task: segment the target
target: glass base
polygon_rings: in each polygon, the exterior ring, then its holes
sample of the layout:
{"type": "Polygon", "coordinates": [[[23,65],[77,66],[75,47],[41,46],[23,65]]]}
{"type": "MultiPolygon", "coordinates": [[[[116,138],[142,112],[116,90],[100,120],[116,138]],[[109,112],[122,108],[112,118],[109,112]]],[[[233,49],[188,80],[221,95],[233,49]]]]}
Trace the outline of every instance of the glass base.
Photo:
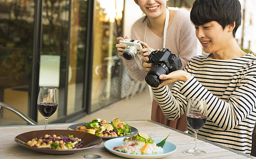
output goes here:
{"type": "Polygon", "coordinates": [[[194,147],[190,149],[185,149],[183,151],[183,152],[186,154],[193,156],[204,155],[206,154],[205,151],[198,149],[196,147],[194,147]]]}

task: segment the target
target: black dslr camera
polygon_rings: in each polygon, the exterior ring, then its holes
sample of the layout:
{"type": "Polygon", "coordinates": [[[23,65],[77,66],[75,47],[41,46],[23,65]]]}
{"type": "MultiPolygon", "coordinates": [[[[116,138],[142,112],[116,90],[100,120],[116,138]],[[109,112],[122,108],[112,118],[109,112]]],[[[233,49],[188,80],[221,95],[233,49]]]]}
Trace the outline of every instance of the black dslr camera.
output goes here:
{"type": "Polygon", "coordinates": [[[159,76],[169,74],[174,70],[180,69],[182,63],[179,56],[171,53],[168,49],[162,48],[159,51],[153,51],[148,58],[147,63],[153,63],[154,65],[147,73],[145,80],[152,87],[157,87],[162,83],[159,76]]]}

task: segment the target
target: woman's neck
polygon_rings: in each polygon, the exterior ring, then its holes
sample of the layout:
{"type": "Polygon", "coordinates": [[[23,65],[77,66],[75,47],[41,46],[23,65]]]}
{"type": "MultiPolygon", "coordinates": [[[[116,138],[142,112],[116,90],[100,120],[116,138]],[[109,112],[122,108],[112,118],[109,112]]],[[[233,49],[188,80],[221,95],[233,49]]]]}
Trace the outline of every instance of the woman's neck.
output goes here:
{"type": "Polygon", "coordinates": [[[163,37],[165,22],[166,12],[161,16],[154,18],[148,17],[147,26],[156,36],[163,37]]]}
{"type": "MultiPolygon", "coordinates": [[[[169,10],[169,21],[168,26],[171,25],[176,11],[169,10]]],[[[164,23],[165,22],[166,12],[156,18],[148,17],[147,26],[155,34],[162,37],[164,34],[164,23]]]]}

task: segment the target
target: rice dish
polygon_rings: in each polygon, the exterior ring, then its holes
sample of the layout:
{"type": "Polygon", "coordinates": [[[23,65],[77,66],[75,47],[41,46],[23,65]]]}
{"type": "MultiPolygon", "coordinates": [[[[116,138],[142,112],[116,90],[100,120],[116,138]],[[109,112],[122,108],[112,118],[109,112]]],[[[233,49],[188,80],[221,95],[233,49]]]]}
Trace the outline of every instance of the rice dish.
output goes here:
{"type": "MultiPolygon", "coordinates": [[[[163,149],[161,147],[156,146],[156,143],[152,138],[145,139],[141,137],[137,137],[138,135],[134,136],[129,138],[125,138],[123,140],[123,144],[120,146],[117,146],[113,148],[113,150],[118,151],[131,154],[140,155],[146,154],[147,155],[155,154],[163,152],[163,149]],[[139,138],[140,140],[138,139],[139,138]],[[150,141],[145,143],[145,140],[150,141]],[[147,149],[144,148],[144,146],[147,145],[147,149]],[[144,151],[144,152],[142,152],[144,151]]],[[[145,146],[146,147],[146,146],[145,146]]]]}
# # # # #
Count the lines in the records that contain the word "glass", and reply with only that number.

2